Task brief: Transcribe, without any alteration, only the lines that begin at the line containing "Find girl in pink" and run to the last line below.

START Dataset excerpts

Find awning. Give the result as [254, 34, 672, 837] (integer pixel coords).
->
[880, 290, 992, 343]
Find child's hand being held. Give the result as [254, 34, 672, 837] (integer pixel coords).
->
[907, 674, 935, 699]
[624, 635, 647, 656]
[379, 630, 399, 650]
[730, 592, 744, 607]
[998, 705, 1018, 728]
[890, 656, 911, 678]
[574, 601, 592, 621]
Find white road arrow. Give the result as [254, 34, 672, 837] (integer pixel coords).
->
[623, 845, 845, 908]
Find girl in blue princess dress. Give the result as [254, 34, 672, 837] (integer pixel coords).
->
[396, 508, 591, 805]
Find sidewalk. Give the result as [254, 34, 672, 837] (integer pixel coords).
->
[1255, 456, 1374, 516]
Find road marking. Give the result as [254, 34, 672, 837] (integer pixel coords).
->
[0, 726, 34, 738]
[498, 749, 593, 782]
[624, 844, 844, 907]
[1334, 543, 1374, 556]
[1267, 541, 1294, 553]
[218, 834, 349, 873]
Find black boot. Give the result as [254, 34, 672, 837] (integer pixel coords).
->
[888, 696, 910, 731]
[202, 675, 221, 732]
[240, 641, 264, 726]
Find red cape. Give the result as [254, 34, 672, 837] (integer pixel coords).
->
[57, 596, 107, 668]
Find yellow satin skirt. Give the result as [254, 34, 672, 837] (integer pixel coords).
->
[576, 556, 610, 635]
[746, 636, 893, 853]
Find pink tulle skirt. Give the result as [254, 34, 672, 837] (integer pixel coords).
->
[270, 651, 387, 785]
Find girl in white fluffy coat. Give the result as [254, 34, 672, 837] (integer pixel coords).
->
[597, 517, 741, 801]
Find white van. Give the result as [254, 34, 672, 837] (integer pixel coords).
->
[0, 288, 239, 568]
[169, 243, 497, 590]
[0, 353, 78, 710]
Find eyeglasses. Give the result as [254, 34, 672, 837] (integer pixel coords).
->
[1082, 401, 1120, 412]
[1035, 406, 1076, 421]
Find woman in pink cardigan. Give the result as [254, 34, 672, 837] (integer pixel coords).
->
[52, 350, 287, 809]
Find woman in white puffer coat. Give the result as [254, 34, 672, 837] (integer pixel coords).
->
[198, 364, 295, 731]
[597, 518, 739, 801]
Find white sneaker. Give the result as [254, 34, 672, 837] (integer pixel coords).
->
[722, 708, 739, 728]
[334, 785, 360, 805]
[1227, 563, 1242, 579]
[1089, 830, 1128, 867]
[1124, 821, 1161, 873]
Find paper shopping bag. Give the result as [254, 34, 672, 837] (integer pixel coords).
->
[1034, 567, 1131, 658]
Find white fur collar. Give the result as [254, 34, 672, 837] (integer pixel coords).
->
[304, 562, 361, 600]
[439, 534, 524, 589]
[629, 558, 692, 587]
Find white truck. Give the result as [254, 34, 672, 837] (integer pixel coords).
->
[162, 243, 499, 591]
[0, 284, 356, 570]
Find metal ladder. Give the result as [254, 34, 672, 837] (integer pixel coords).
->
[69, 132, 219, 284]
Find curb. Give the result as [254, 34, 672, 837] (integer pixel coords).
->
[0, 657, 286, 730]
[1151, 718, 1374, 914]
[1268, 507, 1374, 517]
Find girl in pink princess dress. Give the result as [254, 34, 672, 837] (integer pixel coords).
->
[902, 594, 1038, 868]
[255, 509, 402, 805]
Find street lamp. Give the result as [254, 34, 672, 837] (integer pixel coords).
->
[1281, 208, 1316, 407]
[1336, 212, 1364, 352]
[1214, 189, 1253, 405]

END Dataset excerpts

Response below:
Find girl in pink princess dress. Give the result as [254, 34, 672, 837] (integer pixel coords).
->
[902, 594, 1038, 868]
[255, 509, 402, 805]
Find street lamp. Give the result as [254, 34, 672, 837] (integer pixel coords).
->
[1281, 208, 1316, 407]
[1336, 212, 1364, 352]
[1214, 189, 1253, 405]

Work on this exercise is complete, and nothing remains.